(Items from a labeling collection)
----

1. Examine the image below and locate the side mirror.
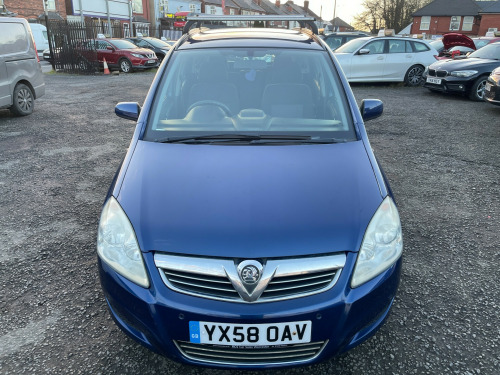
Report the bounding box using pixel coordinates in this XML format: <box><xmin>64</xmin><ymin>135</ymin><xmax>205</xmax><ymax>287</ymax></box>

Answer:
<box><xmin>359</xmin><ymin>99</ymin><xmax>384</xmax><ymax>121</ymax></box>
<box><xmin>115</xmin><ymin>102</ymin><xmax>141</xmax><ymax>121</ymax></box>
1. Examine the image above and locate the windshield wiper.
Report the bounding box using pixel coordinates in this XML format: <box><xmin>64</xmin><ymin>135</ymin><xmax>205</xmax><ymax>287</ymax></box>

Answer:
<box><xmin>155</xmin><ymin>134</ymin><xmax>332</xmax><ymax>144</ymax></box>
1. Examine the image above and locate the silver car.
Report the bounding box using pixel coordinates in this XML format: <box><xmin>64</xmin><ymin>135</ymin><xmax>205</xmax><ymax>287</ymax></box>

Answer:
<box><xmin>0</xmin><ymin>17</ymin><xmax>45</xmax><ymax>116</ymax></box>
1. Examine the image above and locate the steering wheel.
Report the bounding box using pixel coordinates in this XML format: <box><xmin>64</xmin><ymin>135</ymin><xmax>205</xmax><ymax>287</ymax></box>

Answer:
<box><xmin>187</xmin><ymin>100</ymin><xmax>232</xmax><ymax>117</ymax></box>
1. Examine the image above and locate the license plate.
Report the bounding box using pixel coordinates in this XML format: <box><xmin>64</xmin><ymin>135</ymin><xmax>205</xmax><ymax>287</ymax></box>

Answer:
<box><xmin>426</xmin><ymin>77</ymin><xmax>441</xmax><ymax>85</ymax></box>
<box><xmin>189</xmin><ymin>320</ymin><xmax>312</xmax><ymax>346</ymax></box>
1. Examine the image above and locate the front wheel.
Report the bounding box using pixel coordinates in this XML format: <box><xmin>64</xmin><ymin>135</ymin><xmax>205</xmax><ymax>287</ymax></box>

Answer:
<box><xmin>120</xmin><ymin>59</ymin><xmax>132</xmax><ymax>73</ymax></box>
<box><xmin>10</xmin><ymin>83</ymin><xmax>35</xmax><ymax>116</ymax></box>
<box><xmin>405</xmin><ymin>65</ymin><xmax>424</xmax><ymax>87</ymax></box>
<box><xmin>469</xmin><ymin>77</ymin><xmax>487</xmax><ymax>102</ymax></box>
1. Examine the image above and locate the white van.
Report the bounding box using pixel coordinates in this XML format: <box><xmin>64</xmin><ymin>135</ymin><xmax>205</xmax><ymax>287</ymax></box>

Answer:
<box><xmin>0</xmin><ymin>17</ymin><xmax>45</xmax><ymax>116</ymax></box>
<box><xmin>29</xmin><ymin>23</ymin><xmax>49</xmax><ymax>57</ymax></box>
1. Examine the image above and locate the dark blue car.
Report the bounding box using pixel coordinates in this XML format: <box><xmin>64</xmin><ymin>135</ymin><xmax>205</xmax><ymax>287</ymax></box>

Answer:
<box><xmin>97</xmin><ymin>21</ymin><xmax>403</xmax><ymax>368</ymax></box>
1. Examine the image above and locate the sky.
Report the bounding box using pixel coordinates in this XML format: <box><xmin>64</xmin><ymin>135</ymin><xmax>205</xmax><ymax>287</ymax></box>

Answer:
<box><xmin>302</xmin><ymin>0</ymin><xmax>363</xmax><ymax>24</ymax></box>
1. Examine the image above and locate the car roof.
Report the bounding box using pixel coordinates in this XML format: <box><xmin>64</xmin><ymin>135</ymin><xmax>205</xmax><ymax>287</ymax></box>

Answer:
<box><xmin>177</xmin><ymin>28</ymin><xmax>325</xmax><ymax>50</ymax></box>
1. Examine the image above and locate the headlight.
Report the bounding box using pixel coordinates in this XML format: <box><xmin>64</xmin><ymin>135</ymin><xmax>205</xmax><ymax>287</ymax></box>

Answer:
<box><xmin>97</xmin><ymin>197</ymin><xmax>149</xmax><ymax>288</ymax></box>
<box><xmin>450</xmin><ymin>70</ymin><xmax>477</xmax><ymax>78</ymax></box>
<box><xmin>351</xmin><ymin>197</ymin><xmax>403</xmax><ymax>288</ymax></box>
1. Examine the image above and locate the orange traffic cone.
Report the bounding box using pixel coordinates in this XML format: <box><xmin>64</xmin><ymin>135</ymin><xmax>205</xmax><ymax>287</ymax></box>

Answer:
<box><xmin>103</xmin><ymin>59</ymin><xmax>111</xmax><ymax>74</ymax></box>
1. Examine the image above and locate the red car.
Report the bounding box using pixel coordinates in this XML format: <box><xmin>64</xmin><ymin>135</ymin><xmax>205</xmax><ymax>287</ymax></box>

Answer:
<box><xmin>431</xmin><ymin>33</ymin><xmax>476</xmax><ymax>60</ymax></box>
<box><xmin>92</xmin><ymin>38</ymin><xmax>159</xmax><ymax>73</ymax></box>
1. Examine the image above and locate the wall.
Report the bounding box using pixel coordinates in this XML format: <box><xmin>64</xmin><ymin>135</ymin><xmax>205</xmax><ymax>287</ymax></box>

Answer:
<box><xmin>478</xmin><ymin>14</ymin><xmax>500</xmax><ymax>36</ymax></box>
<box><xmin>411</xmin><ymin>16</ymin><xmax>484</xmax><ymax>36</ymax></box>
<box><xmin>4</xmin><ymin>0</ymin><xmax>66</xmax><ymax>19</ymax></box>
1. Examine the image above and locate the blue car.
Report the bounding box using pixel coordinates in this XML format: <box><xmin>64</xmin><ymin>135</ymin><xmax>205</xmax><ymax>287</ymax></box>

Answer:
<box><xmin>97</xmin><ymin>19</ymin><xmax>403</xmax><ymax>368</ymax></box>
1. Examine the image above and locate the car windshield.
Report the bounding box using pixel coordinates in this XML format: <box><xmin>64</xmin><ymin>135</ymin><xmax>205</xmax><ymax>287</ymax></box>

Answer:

----

- **YOUR INSTRUCTIONS**: Count the lines in the data above that contain the string "windshield", treating case as significant. Reply with the number alone.

- **COMPLETE OUTPUT**: 2